● **Task**:
Reproduce only the lines that run from the line containing "of the snow-covered" to the end of the entries below, exactly as they stand.
================
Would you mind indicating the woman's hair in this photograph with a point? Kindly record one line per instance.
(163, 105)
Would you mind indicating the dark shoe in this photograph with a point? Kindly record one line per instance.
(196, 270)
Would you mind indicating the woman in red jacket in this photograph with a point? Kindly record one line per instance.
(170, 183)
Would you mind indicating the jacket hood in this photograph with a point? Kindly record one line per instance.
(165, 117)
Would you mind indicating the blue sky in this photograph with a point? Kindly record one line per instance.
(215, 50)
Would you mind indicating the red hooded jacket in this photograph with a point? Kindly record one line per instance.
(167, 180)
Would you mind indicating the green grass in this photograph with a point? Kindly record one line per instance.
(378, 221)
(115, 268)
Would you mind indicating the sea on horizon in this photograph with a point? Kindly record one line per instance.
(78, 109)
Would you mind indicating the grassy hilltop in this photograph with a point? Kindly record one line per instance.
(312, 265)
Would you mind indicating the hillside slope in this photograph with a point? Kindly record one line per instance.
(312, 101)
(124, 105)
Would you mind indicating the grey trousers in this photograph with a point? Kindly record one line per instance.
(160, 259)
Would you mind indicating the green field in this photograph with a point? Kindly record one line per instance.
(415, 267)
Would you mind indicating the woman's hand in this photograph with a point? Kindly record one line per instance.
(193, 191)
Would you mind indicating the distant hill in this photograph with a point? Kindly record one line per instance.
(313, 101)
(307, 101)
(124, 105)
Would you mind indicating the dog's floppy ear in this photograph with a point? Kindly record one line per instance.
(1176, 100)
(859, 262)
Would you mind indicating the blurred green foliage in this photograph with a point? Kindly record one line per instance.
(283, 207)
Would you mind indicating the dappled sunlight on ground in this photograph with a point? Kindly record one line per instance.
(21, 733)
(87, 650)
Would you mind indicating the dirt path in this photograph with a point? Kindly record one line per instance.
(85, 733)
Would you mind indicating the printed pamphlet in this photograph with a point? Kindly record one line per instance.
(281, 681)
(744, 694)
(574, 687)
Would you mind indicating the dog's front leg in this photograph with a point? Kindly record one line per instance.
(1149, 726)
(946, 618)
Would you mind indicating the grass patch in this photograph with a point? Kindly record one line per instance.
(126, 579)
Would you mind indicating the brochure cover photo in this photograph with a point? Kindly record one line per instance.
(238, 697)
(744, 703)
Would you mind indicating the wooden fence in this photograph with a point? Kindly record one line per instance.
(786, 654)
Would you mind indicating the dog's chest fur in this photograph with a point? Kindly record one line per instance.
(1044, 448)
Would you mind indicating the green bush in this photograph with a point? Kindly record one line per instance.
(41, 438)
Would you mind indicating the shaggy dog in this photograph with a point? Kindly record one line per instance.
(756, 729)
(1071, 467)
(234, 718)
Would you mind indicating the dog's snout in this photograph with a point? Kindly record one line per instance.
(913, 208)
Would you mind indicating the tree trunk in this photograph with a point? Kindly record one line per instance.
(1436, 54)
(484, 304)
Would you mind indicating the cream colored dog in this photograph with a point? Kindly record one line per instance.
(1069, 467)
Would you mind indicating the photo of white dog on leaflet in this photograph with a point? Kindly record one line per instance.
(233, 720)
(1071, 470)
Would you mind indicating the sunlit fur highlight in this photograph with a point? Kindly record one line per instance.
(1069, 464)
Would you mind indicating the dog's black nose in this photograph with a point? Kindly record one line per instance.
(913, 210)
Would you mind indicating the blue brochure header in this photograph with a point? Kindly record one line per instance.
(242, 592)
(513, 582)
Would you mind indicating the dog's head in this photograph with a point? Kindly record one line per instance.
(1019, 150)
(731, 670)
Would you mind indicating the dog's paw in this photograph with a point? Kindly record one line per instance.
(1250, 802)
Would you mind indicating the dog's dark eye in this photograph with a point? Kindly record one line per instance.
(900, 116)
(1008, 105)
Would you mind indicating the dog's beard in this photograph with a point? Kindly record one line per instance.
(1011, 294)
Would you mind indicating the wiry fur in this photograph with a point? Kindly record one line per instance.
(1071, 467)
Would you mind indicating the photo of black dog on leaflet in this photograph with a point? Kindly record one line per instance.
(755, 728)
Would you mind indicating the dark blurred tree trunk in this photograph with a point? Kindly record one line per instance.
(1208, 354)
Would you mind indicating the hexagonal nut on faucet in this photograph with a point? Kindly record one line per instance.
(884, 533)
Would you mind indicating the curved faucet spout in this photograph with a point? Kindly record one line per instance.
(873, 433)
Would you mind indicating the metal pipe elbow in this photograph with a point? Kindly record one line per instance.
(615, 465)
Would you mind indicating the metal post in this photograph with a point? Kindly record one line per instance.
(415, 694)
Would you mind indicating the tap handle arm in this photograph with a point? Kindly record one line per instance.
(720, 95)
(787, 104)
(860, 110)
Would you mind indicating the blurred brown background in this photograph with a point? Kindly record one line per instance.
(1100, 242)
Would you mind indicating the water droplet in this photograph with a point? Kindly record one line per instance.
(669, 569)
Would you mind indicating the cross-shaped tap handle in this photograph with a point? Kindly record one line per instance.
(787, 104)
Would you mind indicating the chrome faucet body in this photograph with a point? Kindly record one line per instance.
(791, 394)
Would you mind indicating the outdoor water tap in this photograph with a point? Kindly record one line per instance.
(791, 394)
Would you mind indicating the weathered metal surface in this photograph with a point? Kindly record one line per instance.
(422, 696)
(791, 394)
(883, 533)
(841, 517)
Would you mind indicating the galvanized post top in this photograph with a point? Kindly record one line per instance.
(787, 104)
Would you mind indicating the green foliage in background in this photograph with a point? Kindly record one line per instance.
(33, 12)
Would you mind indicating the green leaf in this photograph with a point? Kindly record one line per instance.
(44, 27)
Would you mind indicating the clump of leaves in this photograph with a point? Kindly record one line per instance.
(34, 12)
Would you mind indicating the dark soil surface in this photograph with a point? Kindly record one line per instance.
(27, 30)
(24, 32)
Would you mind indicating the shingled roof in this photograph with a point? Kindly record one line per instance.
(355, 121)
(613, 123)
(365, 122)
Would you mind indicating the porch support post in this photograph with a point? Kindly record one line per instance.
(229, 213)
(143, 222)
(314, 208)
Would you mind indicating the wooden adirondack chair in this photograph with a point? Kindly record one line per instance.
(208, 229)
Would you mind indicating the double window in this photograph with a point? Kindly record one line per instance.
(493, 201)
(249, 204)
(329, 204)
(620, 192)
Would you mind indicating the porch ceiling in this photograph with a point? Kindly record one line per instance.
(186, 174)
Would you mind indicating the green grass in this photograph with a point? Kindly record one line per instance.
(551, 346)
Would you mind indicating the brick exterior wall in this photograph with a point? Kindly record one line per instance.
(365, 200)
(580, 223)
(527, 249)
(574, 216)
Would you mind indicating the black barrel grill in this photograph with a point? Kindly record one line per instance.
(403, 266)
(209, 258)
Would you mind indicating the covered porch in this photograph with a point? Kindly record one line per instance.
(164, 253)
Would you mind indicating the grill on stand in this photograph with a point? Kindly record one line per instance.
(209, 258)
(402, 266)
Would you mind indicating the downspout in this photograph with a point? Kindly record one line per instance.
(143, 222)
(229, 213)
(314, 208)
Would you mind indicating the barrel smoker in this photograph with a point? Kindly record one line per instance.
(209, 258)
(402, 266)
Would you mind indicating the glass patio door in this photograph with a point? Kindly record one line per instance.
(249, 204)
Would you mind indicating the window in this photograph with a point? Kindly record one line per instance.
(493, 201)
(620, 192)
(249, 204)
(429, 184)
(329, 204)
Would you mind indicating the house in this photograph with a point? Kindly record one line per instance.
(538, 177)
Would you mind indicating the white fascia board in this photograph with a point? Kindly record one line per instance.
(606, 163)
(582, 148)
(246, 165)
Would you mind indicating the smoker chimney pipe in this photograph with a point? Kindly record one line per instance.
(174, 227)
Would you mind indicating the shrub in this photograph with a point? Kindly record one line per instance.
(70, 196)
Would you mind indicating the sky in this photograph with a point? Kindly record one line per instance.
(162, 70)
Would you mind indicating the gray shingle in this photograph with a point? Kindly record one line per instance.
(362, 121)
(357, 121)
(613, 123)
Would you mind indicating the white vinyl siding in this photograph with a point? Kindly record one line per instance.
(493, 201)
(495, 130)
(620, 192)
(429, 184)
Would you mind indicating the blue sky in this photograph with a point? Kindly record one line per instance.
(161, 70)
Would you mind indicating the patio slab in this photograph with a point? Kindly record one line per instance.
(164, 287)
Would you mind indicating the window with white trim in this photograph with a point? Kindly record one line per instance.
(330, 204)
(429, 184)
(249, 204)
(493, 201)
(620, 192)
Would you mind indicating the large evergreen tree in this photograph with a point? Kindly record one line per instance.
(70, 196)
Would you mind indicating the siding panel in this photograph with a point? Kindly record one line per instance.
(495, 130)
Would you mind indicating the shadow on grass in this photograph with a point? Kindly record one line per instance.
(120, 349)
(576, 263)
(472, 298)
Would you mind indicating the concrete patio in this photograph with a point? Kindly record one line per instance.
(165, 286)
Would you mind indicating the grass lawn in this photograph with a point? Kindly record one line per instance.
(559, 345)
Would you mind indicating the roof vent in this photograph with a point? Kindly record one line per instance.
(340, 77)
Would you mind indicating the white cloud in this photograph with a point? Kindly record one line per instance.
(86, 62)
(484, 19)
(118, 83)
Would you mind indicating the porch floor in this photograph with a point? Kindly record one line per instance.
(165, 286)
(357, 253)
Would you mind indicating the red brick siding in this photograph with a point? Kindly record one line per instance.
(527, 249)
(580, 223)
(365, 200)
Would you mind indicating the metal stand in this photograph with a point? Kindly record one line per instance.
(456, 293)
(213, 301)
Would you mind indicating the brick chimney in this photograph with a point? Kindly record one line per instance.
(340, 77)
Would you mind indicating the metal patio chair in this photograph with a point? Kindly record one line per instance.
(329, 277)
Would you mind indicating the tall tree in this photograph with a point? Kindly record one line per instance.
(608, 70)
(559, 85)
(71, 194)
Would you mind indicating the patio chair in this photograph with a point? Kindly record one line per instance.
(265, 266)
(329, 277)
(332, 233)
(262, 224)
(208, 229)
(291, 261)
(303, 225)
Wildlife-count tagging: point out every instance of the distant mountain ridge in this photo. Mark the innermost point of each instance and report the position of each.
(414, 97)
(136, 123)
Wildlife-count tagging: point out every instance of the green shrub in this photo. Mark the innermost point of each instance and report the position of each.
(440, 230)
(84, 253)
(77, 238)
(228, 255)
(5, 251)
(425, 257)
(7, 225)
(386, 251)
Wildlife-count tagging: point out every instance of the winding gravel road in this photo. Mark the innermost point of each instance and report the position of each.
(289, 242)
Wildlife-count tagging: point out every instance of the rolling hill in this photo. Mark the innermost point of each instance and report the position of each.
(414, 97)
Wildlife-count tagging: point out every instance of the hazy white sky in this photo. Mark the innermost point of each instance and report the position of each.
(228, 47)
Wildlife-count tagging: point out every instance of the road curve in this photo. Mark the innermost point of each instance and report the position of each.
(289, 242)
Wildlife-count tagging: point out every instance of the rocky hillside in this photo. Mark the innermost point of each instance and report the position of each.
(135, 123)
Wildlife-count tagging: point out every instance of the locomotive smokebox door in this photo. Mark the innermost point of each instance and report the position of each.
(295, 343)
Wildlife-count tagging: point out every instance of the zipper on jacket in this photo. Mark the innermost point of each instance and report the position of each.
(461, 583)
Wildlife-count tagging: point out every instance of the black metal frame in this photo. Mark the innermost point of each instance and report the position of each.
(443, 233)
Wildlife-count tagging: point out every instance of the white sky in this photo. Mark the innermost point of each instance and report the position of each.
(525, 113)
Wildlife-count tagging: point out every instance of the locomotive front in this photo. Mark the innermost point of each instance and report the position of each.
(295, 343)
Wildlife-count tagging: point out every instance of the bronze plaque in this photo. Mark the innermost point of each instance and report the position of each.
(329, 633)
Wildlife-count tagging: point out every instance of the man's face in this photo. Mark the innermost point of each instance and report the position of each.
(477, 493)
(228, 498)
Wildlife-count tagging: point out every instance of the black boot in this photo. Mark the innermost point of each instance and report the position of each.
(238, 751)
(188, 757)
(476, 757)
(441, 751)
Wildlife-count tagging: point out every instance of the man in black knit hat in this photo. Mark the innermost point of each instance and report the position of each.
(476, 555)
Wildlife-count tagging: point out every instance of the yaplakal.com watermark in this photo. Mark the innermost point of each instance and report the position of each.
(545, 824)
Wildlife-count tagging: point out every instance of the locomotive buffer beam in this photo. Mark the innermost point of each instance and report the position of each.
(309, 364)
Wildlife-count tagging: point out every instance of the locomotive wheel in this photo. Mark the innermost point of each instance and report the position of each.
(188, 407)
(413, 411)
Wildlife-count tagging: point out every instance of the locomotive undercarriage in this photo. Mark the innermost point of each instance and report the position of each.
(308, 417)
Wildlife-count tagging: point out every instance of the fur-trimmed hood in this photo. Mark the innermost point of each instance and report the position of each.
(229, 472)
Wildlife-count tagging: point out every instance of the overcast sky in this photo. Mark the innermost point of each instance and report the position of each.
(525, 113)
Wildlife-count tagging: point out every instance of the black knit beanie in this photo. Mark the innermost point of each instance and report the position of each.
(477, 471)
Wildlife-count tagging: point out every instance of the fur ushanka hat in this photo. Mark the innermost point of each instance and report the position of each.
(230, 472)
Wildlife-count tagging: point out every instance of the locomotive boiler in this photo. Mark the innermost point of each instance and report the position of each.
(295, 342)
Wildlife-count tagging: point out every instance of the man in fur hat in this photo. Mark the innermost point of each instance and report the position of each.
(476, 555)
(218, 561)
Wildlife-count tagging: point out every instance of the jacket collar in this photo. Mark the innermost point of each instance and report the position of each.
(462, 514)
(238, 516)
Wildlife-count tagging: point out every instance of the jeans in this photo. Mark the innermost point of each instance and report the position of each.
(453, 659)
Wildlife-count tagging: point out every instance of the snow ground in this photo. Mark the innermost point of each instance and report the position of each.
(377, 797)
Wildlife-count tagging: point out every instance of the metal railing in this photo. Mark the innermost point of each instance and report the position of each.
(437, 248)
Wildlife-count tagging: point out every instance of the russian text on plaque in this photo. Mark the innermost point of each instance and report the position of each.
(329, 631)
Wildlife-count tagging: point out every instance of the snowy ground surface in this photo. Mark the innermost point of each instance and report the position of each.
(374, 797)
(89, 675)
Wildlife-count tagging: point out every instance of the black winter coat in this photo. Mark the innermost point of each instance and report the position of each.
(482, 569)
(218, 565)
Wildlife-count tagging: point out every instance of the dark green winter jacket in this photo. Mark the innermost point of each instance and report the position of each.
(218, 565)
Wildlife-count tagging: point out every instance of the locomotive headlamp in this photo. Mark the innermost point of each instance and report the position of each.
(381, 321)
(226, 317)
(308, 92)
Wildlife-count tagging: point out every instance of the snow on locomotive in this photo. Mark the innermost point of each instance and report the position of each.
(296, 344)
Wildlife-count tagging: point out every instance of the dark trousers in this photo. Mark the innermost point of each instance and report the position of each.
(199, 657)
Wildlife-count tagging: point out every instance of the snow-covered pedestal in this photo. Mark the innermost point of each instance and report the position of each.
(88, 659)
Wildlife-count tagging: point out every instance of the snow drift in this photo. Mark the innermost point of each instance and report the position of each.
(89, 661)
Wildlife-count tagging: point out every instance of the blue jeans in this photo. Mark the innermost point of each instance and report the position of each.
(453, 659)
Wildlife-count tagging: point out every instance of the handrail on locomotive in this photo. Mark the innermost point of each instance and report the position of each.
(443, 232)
================
● **Solved exercise**:
Wildlife-count tagging: point out every instance of the snow-covered pedestal in this photo. Mark the innermost point of each instance and report the position of each.
(88, 659)
Wildlife-count tagging: point out every instance of the snow drift in this photo. Mark the innermost point of each instance and report the position of each.
(89, 661)
Wildlife-count tagging: point out every instance of the blue jeans in this photo. Mark the innermost point of each instance and report the position of each.
(453, 659)
Wildlife-count tagging: point out every instance of the handrail on locomotive in this photo. Mark the innermost point of each instance and report the position of each.
(443, 232)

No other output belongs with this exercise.